Directions for this task: From the passage on DLPNO methods, explain why the authors regard the domain-based local pair natural orbital family as "breakthrough" technology. Answer in one to three sentences.

Extract to read:
One obvious goal of the theoretical method development is to enhance the efficiency and accuracy of theoretical methods and thereby push the boundaries of what is possible with computational chemistry. In recent years, a particular focus has been the development and application of low-order scaling electron correlation methods. This has led to the domain-based local pair natural orbital (DLPNO) family of methods that we regard as ‘breakthrough’ technology in the application of ab initio quantum mechanics to chemistry.[3] In a nutshell, DLPNO methods recover about 99.9% of the canonical correlation energy but the computational effort scales linearly with system size and with a sufficiently low prefactor to treat molecules with hundreds of atoms on standard hardware.

Data excerpt:
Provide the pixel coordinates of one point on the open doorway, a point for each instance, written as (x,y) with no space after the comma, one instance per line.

Exercise solution: DLPNO methods recover about 99.9% of the canonical correlation energy. Their computational effort still scales linearly with system size, and the prefactor is low enough to treat molecules with hundreds of atoms on standard hardware.